◆ **WHAT YOU SHOULD DO**
Express every line of the listing below as a JSON array of strings, one string per line, with blank lines omitted. Leave out the pictures.
[[ DATA UNDER STUDY, beginning ]]
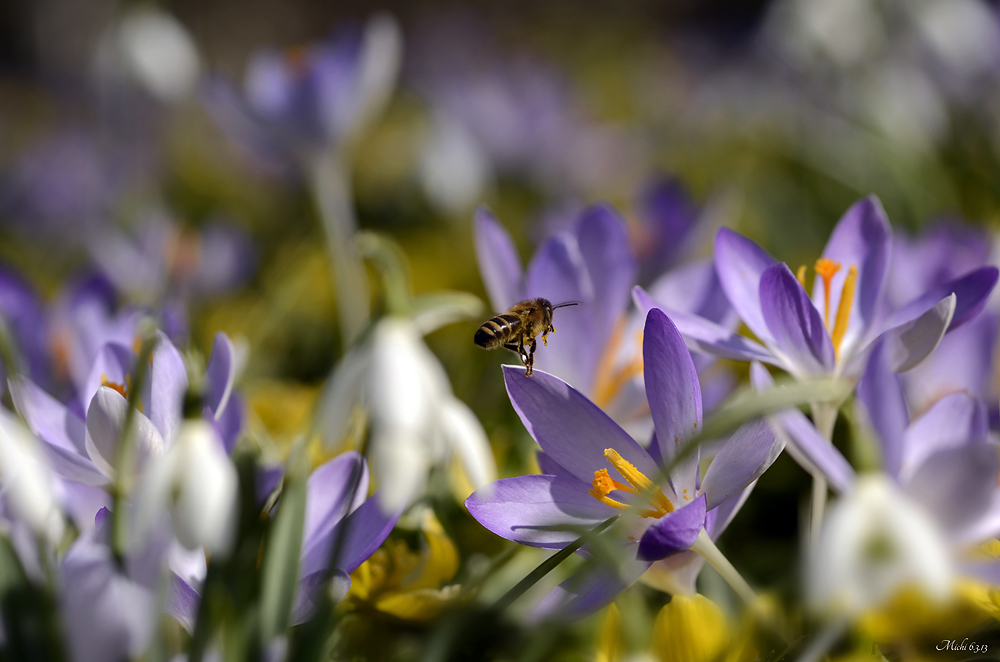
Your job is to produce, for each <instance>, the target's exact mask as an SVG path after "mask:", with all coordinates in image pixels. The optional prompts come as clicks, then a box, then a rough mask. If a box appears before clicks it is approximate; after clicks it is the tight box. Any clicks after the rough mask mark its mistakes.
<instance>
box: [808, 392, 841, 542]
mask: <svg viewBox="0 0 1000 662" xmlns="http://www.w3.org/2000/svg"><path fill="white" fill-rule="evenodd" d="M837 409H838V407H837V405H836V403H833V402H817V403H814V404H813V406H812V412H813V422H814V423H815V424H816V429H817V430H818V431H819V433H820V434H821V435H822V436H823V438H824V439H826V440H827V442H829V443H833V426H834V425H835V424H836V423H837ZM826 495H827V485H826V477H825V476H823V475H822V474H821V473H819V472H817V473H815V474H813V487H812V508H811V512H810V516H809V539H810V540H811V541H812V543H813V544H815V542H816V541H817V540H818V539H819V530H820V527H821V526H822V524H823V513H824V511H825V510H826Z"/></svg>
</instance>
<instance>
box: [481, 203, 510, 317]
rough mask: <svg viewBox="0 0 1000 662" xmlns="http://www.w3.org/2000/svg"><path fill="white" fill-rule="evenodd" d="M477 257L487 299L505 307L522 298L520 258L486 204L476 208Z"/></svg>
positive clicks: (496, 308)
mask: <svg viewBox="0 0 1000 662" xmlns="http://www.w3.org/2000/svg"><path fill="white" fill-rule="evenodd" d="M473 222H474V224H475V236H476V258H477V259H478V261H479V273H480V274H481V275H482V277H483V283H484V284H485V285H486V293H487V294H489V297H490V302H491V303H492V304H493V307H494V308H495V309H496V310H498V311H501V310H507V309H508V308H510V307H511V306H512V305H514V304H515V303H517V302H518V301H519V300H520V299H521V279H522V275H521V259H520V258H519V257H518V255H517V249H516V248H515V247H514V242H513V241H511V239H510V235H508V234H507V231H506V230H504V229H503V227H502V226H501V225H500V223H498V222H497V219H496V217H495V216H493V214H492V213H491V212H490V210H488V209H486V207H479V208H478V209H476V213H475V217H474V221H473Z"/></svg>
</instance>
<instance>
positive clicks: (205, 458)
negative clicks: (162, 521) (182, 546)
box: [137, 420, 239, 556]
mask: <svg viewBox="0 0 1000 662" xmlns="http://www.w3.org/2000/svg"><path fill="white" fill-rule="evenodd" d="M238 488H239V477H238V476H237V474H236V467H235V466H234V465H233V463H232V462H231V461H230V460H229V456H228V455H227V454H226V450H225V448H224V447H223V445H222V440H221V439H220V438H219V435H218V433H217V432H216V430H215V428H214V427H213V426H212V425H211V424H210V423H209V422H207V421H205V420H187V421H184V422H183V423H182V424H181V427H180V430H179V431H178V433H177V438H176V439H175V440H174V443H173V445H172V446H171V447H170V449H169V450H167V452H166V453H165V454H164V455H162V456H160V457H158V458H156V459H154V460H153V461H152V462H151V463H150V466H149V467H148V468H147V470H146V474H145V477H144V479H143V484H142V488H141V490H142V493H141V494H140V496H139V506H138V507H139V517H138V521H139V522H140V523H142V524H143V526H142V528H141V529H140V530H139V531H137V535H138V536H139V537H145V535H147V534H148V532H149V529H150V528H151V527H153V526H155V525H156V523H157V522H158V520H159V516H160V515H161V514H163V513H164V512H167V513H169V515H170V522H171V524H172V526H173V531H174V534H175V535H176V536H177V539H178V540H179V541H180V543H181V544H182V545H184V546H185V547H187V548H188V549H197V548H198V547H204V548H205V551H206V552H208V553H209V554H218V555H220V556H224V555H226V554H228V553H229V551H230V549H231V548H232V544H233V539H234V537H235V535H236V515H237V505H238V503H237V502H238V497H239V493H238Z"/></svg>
[[ DATA UNDER STUDY, end ]]
◆ **WRITTEN ANSWER**
[
  "Your job is to produce, for each <instance>, the target's exact mask as an SVG path after \"mask:\", with all coordinates in image pixels. The optional prompts come as clicks, then a box, then a rough mask. If a box appears before clicks it is approximate; after clicks it is the tight box. Any clicks after the rough mask mark its mistakes.",
  "<instance>",
  "box: [808, 392, 841, 542]",
  "mask: <svg viewBox=\"0 0 1000 662\" xmlns=\"http://www.w3.org/2000/svg\"><path fill=\"white\" fill-rule=\"evenodd\" d=\"M837 409H838V407H837V405H836V403H833V402H817V403H814V404H813V406H812V412H813V422H814V423H815V424H816V429H817V430H818V431H819V433H820V434H821V435H822V436H823V438H824V439H826V440H827V442H829V443H833V426H834V425H835V424H836V423H837ZM826 495H827V485H826V477H825V476H823V475H822V474H821V473H819V472H817V473H815V474H813V487H812V508H811V512H810V516H809V539H810V540H811V541H812V543H813V544H815V542H816V541H817V540H818V539H819V530H820V527H821V526H822V524H823V513H824V511H825V510H826Z\"/></svg>",
  "</instance>",
  "<instance>",
  "box: [481, 203, 510, 317]",
  "rough mask: <svg viewBox=\"0 0 1000 662\" xmlns=\"http://www.w3.org/2000/svg\"><path fill=\"white\" fill-rule=\"evenodd\" d=\"M477 257L487 299L505 307L522 298L520 258L486 204L476 208Z\"/></svg>",
  "positive clicks: (496, 308)",
  "mask: <svg viewBox=\"0 0 1000 662\" xmlns=\"http://www.w3.org/2000/svg\"><path fill=\"white\" fill-rule=\"evenodd\" d=\"M473 222H474V224H475V236H476V258H477V259H478V261H479V273H480V274H481V275H482V277H483V283H484V284H485V285H486V293H487V294H489V297H490V302H491V303H492V304H493V307H494V308H495V309H496V310H498V311H501V310H507V309H508V308H510V307H511V306H512V305H514V304H515V303H517V302H518V301H519V300H520V299H521V279H522V275H521V259H520V258H519V257H518V255H517V249H516V248H515V247H514V242H513V241H511V239H510V235H508V234H507V231H506V230H504V229H503V227H502V226H501V225H500V223H498V222H497V219H496V217H495V216H493V214H492V213H491V212H490V210H488V209H486V207H479V208H478V209H476V213H475V217H474V221H473Z\"/></svg>",
  "</instance>",
  "<instance>",
  "positive clicks: (205, 458)",
  "negative clicks: (162, 521) (182, 546)",
  "box: [137, 420, 239, 556]",
  "mask: <svg viewBox=\"0 0 1000 662\" xmlns=\"http://www.w3.org/2000/svg\"><path fill=\"white\" fill-rule=\"evenodd\" d=\"M238 488H239V477H238V476H237V474H236V467H235V466H234V465H233V463H232V462H231V461H230V460H229V456H228V455H227V454H226V450H225V448H224V447H223V445H222V440H221V439H220V438H219V435H218V433H217V432H216V430H215V428H214V427H213V426H212V425H211V424H210V423H209V422H207V421H205V420H187V421H184V422H183V423H182V424H181V427H180V430H179V431H178V433H177V438H176V439H175V440H174V443H173V445H172V446H171V447H170V449H169V450H167V452H166V453H165V454H164V455H162V456H160V457H158V458H156V459H154V460H153V461H152V462H151V463H150V466H149V467H148V468H147V470H146V474H145V477H144V479H143V484H142V488H141V490H142V493H141V494H140V496H139V506H138V507H139V517H138V521H139V522H140V523H142V524H143V526H142V528H141V529H140V530H139V531H137V535H138V536H139V537H145V535H147V534H148V532H149V529H150V528H151V527H153V526H155V525H156V523H157V522H158V520H159V516H160V515H161V514H163V513H164V512H167V513H169V515H170V522H171V524H172V526H173V531H174V534H175V535H176V536H177V539H178V540H179V541H180V543H181V544H182V545H184V546H185V547H187V548H188V549H197V548H198V547H204V548H205V551H206V552H208V553H209V554H218V555H220V556H224V555H226V554H228V553H229V551H230V549H231V548H232V544H233V539H234V537H235V535H236V515H237V505H238V503H237V502H238V497H239V493H238Z\"/></svg>"
]